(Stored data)
'''

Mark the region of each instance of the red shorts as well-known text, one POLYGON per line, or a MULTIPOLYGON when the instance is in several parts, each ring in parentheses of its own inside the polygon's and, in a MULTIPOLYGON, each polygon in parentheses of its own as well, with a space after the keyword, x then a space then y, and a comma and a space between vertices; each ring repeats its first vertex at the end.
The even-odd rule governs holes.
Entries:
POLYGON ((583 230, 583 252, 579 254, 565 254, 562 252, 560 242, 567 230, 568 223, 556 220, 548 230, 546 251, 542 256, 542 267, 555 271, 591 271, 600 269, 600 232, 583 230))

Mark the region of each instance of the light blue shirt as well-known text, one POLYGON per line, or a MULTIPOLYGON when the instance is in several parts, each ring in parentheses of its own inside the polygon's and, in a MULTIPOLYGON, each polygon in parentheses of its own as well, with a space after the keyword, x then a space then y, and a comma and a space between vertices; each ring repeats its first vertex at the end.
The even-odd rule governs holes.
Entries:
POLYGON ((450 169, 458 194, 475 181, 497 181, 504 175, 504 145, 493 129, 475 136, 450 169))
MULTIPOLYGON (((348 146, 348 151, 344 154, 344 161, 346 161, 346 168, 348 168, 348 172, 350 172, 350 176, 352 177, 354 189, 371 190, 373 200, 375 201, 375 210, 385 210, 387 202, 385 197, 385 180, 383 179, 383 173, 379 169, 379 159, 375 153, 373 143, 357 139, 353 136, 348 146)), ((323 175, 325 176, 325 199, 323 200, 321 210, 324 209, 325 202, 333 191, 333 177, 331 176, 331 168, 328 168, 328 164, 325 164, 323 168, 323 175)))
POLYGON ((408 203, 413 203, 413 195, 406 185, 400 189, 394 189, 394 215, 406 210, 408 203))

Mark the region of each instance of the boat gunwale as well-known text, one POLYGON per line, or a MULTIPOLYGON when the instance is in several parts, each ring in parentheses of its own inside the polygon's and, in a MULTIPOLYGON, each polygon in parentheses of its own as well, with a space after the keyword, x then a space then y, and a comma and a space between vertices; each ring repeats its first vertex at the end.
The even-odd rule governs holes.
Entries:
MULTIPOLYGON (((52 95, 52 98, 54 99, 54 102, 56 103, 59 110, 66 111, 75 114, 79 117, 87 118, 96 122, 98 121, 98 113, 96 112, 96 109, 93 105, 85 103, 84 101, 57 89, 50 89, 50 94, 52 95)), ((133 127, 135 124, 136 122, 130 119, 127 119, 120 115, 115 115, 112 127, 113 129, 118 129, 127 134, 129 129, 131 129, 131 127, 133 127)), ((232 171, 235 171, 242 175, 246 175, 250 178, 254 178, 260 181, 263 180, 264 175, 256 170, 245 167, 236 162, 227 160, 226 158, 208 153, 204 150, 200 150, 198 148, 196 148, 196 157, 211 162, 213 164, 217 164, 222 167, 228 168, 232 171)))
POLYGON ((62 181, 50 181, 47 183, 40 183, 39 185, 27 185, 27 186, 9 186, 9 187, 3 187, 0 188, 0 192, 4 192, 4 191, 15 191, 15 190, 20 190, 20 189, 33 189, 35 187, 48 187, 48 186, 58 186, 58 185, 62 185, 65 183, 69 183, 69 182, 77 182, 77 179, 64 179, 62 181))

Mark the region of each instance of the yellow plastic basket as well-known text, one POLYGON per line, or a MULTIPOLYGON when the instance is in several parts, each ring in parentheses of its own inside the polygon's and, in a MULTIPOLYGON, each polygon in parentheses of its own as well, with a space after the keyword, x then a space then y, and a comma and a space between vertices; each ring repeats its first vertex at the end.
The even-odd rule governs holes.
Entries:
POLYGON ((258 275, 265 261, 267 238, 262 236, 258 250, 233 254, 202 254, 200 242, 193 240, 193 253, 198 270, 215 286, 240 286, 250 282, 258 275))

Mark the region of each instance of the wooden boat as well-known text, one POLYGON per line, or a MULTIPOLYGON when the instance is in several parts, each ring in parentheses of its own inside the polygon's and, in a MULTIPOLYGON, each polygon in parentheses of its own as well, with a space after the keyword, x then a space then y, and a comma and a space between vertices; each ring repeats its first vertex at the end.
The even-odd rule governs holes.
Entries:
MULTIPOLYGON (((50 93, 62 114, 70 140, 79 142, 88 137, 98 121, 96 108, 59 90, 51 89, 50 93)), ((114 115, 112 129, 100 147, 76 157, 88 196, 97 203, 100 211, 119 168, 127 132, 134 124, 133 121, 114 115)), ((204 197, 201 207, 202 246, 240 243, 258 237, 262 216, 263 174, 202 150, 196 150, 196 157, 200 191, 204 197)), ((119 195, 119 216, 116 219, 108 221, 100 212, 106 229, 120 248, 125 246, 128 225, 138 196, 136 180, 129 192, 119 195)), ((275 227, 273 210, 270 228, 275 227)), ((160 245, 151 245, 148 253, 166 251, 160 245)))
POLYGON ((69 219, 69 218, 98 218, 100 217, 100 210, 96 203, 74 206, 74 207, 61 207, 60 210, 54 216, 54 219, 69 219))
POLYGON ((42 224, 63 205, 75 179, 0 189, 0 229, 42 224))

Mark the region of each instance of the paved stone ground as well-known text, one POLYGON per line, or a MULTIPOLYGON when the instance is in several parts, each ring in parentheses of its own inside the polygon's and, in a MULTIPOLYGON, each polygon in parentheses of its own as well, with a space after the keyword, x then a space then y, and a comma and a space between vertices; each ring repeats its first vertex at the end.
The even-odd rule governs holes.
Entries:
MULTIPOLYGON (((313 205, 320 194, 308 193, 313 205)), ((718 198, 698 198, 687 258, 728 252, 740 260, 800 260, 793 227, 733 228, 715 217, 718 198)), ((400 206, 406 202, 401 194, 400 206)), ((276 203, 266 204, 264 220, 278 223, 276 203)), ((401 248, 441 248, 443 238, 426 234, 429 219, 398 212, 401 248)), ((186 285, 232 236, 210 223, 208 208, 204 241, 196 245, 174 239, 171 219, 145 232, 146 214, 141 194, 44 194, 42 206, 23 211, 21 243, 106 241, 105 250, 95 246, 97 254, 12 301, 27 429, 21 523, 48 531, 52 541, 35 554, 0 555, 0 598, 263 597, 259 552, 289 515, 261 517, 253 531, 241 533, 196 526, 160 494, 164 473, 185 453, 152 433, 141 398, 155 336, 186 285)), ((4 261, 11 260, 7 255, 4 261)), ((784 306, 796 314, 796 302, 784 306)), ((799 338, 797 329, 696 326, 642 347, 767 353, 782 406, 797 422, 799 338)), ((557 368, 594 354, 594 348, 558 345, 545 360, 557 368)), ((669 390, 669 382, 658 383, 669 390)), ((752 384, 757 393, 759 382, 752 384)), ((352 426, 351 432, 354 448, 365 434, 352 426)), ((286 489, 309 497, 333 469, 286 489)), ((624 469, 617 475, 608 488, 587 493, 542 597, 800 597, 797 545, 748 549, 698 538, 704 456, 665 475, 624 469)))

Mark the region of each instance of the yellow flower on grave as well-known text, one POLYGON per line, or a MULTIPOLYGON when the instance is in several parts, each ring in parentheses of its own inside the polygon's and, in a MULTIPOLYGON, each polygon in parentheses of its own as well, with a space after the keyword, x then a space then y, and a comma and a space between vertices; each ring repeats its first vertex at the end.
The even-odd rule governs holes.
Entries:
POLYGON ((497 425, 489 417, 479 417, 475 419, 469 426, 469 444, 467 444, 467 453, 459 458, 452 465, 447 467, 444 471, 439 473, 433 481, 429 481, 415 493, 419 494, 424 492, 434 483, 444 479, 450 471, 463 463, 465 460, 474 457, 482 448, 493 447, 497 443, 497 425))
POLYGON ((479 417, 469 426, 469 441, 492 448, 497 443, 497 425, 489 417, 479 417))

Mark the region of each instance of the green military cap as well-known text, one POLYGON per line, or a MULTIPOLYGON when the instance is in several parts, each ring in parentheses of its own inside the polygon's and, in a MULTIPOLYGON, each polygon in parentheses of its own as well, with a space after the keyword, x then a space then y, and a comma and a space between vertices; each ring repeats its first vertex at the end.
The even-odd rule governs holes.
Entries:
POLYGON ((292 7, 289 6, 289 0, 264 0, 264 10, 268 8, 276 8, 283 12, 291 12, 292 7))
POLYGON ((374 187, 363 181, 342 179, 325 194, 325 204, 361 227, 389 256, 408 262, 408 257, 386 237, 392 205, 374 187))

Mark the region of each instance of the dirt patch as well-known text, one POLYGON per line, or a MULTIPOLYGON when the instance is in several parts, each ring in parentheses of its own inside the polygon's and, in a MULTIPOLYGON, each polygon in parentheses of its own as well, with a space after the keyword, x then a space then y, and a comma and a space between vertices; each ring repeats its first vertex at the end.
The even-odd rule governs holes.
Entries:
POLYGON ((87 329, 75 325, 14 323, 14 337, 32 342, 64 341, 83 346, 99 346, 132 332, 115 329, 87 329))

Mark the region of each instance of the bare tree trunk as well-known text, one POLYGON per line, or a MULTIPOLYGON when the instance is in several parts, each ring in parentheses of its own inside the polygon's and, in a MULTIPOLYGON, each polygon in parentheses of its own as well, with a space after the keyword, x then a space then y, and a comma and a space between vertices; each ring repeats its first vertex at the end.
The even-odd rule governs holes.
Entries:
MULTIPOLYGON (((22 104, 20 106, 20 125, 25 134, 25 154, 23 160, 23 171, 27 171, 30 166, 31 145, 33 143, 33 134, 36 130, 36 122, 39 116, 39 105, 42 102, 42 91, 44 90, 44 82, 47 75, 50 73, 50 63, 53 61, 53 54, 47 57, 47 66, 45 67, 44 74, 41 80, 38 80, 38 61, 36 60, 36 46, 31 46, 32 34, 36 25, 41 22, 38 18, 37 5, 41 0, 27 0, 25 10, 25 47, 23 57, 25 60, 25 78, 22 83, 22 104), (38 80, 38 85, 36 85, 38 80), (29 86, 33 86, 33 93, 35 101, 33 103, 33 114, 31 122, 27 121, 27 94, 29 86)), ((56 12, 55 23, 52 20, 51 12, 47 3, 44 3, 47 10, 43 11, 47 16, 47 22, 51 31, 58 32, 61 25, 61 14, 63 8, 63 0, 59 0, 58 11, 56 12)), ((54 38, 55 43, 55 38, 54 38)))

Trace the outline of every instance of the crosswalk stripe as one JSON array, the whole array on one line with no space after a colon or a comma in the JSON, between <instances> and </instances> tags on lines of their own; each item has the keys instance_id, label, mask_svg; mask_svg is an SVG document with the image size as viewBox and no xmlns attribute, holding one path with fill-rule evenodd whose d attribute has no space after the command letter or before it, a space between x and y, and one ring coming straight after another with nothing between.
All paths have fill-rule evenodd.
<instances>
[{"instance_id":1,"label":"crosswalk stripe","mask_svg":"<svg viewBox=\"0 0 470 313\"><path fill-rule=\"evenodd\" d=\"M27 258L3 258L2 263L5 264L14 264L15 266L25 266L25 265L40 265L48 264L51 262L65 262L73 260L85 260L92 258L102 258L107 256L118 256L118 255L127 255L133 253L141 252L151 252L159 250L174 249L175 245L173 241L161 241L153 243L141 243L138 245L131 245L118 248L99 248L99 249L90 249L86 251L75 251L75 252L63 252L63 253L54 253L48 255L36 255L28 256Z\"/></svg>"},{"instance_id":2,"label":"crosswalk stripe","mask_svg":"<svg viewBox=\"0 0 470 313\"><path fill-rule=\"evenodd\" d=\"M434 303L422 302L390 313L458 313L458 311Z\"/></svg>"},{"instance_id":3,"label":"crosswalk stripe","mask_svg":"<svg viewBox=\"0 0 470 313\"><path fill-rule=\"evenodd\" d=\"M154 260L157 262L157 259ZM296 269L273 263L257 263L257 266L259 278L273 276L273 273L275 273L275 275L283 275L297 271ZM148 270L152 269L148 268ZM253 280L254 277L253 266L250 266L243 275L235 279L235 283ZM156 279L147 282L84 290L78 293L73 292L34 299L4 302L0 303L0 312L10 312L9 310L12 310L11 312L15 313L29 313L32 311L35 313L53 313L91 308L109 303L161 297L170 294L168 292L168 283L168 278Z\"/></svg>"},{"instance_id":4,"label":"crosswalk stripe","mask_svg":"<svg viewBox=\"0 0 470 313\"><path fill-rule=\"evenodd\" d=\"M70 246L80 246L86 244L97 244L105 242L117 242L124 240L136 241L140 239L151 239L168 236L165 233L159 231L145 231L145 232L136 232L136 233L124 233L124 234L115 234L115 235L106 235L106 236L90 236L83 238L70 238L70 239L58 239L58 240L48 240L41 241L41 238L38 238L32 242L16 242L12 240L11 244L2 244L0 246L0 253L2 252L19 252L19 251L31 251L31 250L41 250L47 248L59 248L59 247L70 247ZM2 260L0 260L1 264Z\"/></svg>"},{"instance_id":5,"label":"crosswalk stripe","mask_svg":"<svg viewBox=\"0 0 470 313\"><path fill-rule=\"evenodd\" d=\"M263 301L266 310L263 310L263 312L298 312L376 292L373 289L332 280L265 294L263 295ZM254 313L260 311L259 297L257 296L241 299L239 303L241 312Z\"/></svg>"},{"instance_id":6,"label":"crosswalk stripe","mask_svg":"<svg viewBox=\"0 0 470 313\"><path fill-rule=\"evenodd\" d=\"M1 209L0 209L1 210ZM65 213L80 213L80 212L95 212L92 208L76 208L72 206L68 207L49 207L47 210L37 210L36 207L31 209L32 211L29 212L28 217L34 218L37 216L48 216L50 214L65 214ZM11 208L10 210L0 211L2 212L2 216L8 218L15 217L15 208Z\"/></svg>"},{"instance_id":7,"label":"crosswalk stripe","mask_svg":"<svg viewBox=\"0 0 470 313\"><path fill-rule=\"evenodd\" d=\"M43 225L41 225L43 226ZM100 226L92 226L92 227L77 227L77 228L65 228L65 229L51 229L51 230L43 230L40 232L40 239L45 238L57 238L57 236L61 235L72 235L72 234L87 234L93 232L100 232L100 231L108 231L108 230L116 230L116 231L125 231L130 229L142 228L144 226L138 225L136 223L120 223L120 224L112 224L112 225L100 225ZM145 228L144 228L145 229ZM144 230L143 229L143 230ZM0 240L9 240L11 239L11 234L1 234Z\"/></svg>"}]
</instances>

'''

» **Your task**:
Across the entries above, find each line with the word "yellow" and please copy it out.

» **Completed exercise**:
Mark the region of each instance of the yellow plastic basket as well-known text, one POLYGON per line, or a MULTIPOLYGON when the instance is in several parts, each ring in parentheses of its own inside the polygon's and, in a MULTIPOLYGON, each polygon in parentheses of its own as well, with a space after the keyword, x then a space then y, and a comma and a space between vertices; each ring repeats its first vertex at the end.
Mark the region of each instance of the yellow flower on grave as well-known text, one POLYGON per line, or a MULTIPOLYGON when the instance is in several parts, each ring in parentheses of its own inside the polygon's and, in a MULTIPOLYGON, each polygon in parentheses of its own as well, with a space after the keyword, x then a space then y, and a comma and a space between vertices; each ring repeats its first vertex at the end.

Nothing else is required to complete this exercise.